• **Assignment**: Pictures stay out, but every line of the data is copied exactly.
(Records to use Opens)
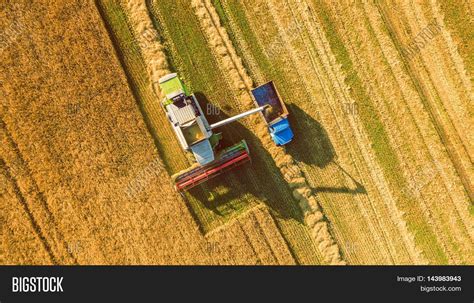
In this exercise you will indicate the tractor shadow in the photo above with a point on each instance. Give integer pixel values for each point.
(224, 193)
(312, 146)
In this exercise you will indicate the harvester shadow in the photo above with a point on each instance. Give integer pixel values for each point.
(258, 179)
(312, 146)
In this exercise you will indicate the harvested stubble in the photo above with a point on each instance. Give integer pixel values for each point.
(404, 107)
(352, 137)
(242, 83)
(241, 250)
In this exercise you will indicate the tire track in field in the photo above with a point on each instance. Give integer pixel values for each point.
(5, 170)
(414, 151)
(137, 20)
(379, 98)
(446, 95)
(41, 216)
(332, 114)
(315, 50)
(241, 83)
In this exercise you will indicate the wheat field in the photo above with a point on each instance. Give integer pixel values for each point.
(380, 100)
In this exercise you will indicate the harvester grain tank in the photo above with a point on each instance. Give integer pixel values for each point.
(196, 135)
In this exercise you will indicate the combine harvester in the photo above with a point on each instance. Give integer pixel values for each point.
(196, 135)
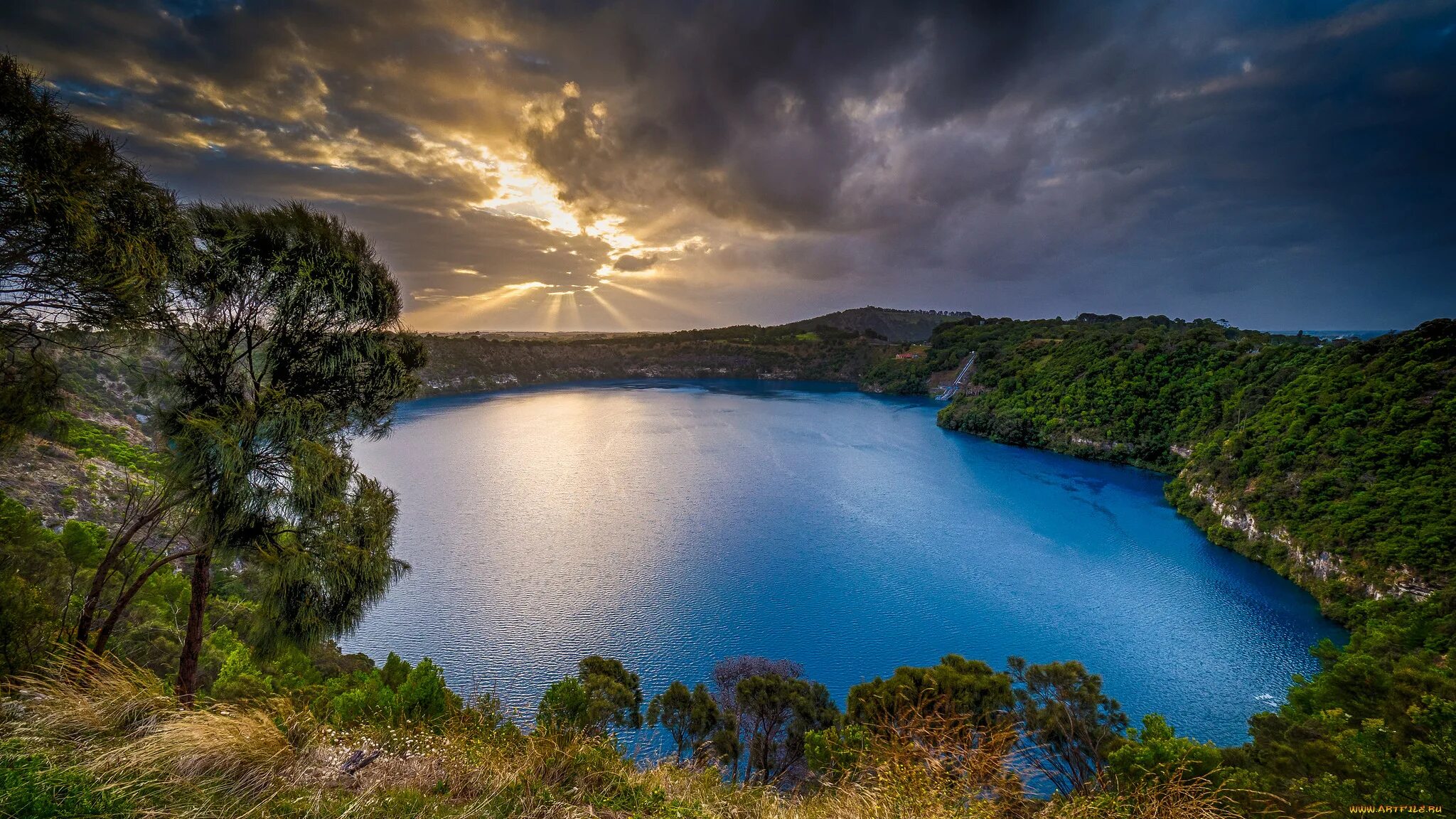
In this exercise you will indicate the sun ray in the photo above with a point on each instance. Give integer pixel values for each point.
(658, 299)
(612, 311)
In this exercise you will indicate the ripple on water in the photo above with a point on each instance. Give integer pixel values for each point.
(676, 523)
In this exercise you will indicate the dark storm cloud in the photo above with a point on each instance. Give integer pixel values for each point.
(1264, 162)
(989, 141)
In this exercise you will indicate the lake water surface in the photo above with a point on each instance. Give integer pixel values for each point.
(673, 523)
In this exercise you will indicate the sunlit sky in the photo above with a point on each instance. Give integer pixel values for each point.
(657, 165)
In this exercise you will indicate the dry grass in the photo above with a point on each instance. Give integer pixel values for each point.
(244, 751)
(122, 726)
(109, 697)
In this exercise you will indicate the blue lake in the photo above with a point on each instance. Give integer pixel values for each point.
(673, 523)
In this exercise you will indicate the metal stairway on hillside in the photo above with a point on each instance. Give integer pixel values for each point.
(948, 392)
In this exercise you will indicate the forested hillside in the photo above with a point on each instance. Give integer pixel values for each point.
(1334, 462)
(483, 362)
(184, 532)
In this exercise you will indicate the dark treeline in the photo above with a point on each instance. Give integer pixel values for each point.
(172, 580)
(1334, 462)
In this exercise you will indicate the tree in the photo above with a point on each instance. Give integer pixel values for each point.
(564, 706)
(286, 336)
(727, 745)
(1071, 723)
(954, 688)
(776, 714)
(85, 240)
(601, 694)
(687, 716)
(614, 692)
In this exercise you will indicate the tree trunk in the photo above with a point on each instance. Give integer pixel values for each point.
(196, 609)
(109, 624)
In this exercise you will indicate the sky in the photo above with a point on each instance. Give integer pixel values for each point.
(660, 165)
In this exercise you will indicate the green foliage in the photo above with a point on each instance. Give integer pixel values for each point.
(1356, 456)
(1065, 714)
(94, 441)
(778, 713)
(1375, 722)
(565, 706)
(1157, 752)
(85, 240)
(601, 694)
(687, 716)
(34, 588)
(33, 787)
(286, 330)
(836, 751)
(957, 687)
(424, 698)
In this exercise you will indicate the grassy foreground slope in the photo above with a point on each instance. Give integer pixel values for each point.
(1334, 462)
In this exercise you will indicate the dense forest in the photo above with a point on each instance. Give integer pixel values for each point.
(1332, 462)
(184, 534)
(483, 362)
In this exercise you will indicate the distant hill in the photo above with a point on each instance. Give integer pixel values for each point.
(Records to use Closes)
• **Exercise output**:
In this exercise you will indicate the tractor shadow in the photo above with a point on each instance. Give integer pixel values for each point.
(224, 193)
(312, 146)
In this exercise you will indicate the harvester shadow in the photo above with a point on each instance. Give integer pixel values for each point.
(258, 179)
(312, 146)
In this exercise you will indicate the harvested stubble in the photo above with a point on each instance. Give integer pixel values for each point.
(404, 107)
(352, 137)
(242, 83)
(241, 250)
In this exercise you will indicate the tire track in field in the photo above with a point on each instance. Give integer pixel values for each point.
(5, 170)
(414, 151)
(137, 20)
(379, 98)
(446, 95)
(41, 216)
(332, 114)
(315, 50)
(241, 83)
In this exercise you will indicate the wheat field in the photo above with a point on each instance. Give integer pixel values for each point.
(380, 100)
In this exercise you will indicate the harvester grain tank in the photo above with a point on each instance. Give integer pixel values for each point.
(196, 135)
In this exercise you will indicate the combine harvester in the photo above with a point on each instance. Give integer pixel values for each point.
(196, 135)
In this exercise you will indicate the sun ray in the photo above with a point on each instance. Give integer pixel values for each point.
(658, 299)
(612, 311)
In this exercise you will indicate the ripple on water in the photo above with a point on each instance. Give integer pixel values for each point.
(676, 523)
In this exercise you will indicate the dark storm cloud in the photo above with a point on each instance. Give integer pixel values for each point.
(1264, 162)
(989, 141)
In this exercise you will indicate the lake water surface in the photo above with a point on each instance. Give integer pixel values for each point.
(673, 523)
In this exercise you will indicate the sunlit sky in the photo above with a point on each instance. Give integer pixel values for each point.
(657, 165)
In this exercise you will indicate the dry grass in the photo above with a point on each instance. Give integer pixel values for each point.
(244, 751)
(122, 726)
(109, 697)
In this exercise you will indicate the blue lake in the photo above with a point on each instance. Give integer pixel values for each point.
(673, 523)
In this exercise you will indicate the metal stairway on hillside in the photo above with a point on each instance. Give integer pixel values for each point.
(948, 392)
In this exercise you will indicate the forested hillside in the photo above with a point on each instance. Give integer pixel values for each point.
(1334, 462)
(483, 362)
(184, 532)
In this exercise you will indicate the dark treeline in the photo above with a point on each instance. Give integer pixel values for each point.
(172, 580)
(1334, 462)
In this exercise you will indicate the tree in the photo above with a point on each instance. Give integer pixel values for each point.
(564, 706)
(286, 336)
(727, 745)
(1071, 723)
(954, 688)
(776, 714)
(85, 240)
(601, 694)
(687, 716)
(614, 692)
In this exercise you will indicate the tree trunk in the photo above with a point on each instance. Give integer pixel values for each point.
(196, 609)
(109, 624)
In this exercise you will indicate the sky in the photo above with a point on each instance. Give integer pixel values for each point.
(660, 165)
In this exercise you will indicate the green foliage in the photo above with a point on each instance. Give integer pixel values for each point.
(1356, 456)
(1065, 714)
(94, 441)
(778, 713)
(1375, 722)
(565, 706)
(1157, 752)
(85, 240)
(601, 694)
(687, 716)
(34, 588)
(33, 787)
(286, 330)
(836, 751)
(957, 687)
(424, 698)
In this exercise you will indicate the grassy foreground slope in the photo above with a point on each instance. Give integer pixel values for each point.
(1334, 462)
In this exercise you will indicate the dense forest in the photo above with a point on each instance. Give integer pixel values for each point.
(1332, 462)
(184, 534)
(483, 362)
In this exercise you will indicate the distant hill in the photo above with a point on each instance. Give integer pixel values for each point.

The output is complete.